§ **Material**
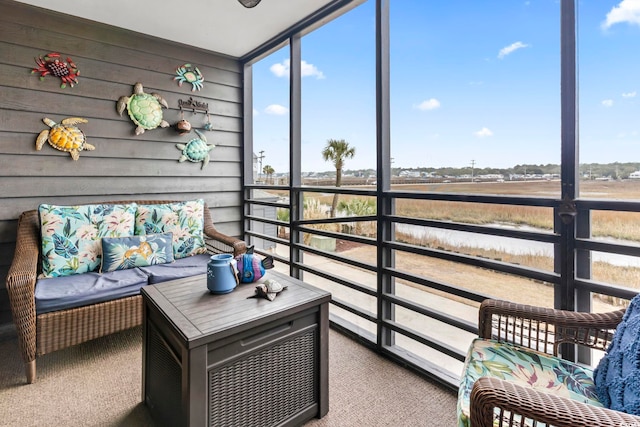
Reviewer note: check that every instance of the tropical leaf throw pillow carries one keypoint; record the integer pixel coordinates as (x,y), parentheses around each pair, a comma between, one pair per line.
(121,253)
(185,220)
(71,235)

---

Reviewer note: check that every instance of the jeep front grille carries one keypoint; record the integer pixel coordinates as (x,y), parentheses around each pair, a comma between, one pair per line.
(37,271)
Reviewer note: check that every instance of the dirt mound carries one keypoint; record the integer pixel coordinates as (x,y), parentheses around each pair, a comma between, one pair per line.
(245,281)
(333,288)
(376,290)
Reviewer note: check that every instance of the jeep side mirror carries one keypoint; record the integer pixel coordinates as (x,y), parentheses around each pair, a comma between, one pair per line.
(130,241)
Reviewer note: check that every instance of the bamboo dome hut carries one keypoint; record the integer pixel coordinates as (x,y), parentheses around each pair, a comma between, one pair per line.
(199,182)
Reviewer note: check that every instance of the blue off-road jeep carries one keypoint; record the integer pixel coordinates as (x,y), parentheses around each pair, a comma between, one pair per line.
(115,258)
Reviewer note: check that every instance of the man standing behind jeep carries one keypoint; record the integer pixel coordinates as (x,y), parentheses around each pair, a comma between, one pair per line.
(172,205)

* * *

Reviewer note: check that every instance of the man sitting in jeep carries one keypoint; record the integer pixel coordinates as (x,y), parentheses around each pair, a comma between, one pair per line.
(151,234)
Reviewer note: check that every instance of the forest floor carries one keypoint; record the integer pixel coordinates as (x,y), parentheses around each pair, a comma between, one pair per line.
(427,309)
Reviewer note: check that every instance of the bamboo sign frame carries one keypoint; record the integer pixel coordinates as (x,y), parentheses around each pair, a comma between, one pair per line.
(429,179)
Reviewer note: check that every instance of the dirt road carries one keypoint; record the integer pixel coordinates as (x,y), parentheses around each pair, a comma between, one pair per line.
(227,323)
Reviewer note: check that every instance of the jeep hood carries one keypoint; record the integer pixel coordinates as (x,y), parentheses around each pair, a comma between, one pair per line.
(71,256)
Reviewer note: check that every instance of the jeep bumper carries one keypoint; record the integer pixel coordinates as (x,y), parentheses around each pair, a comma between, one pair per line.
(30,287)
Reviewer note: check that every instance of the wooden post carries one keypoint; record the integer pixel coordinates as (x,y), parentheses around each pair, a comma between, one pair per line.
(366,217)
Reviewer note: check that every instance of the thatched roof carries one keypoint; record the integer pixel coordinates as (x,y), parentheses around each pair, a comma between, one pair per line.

§ **Prompt**
Collect every line of the records above that contains the word "dirt", with case counting.

§ **Task output**
Reviewer note: check that every instance of the dirt mound carries one keypoint; record the integer pixel coordinates as (x,y), parentheses around each pair, a comma between, one pair per line.
Reviewer note: check that every instance of the dirt road carries one keypoint; record the integer pixel coordinates as (x,y), parentheses around each pair, a comma between, one pair per line.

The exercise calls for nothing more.